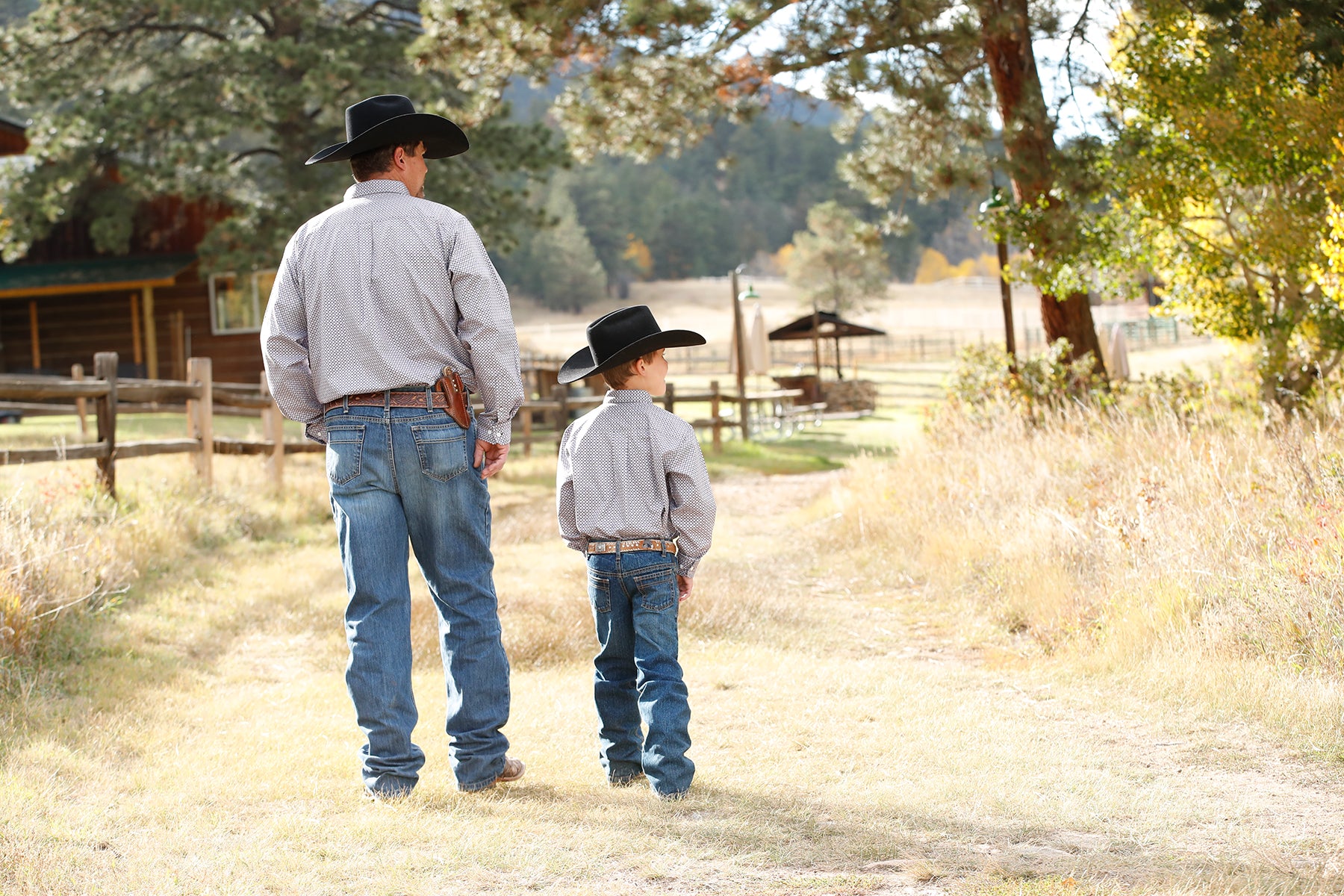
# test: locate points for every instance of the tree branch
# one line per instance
(144, 25)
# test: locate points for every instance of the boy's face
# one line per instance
(653, 376)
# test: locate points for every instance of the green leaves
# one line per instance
(1223, 164)
(203, 99)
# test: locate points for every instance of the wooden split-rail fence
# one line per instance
(111, 395)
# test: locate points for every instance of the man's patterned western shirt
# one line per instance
(629, 469)
(381, 292)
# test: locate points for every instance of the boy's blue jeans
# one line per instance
(638, 676)
(403, 474)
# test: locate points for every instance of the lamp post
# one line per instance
(739, 346)
(995, 207)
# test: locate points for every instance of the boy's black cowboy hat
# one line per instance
(623, 336)
(391, 119)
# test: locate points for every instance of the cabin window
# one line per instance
(237, 304)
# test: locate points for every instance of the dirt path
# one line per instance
(844, 746)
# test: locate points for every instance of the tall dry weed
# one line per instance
(1207, 548)
(67, 551)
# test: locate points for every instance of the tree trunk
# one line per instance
(1030, 147)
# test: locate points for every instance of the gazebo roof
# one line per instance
(830, 326)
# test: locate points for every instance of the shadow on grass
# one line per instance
(766, 837)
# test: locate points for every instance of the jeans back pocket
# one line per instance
(656, 588)
(344, 452)
(600, 590)
(443, 450)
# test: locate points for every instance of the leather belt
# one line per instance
(393, 398)
(633, 544)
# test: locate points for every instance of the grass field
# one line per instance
(988, 660)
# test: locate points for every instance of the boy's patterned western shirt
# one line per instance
(629, 469)
(381, 292)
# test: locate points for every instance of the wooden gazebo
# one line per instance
(820, 326)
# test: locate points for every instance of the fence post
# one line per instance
(201, 423)
(105, 413)
(562, 417)
(81, 408)
(273, 430)
(714, 415)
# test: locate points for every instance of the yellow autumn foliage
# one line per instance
(934, 267)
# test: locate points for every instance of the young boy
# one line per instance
(633, 496)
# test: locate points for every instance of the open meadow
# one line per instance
(1095, 656)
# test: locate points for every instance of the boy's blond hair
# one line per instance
(621, 374)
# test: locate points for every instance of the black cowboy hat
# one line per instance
(391, 119)
(623, 336)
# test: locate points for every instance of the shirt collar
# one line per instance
(376, 186)
(628, 395)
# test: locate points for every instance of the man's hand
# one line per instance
(494, 455)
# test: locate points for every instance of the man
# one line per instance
(373, 299)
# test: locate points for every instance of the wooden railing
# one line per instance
(111, 395)
(199, 398)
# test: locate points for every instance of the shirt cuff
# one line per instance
(685, 566)
(492, 433)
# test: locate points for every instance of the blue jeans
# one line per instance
(638, 676)
(405, 476)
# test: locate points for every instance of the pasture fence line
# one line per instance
(199, 399)
(111, 396)
(927, 346)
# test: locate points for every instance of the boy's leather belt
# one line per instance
(633, 544)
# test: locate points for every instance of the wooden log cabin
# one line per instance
(154, 307)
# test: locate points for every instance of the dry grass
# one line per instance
(67, 551)
(1204, 559)
(848, 741)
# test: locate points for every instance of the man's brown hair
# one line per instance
(376, 161)
(621, 374)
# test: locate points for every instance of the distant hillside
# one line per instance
(15, 10)
(531, 104)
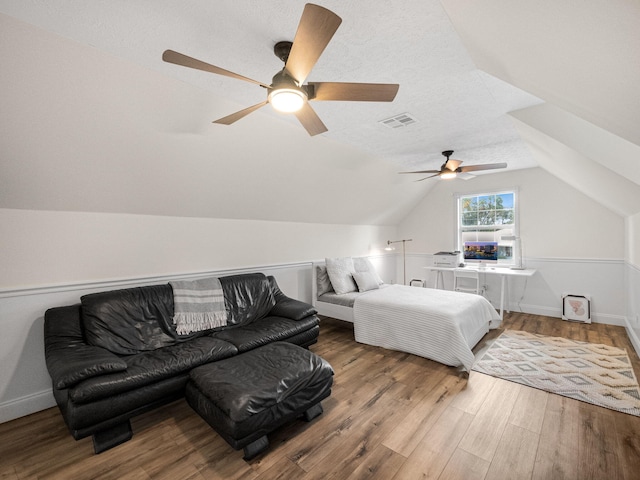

::::::

- Trabajo requerido -
Selecciona y copia cada línea de los ítems anteriores en la que aparezca la palabra "black".

- El resultado -
# test: locate points for every instance of the boy's black cowboy hat
# test: locate points for every instance of the black cowboy hat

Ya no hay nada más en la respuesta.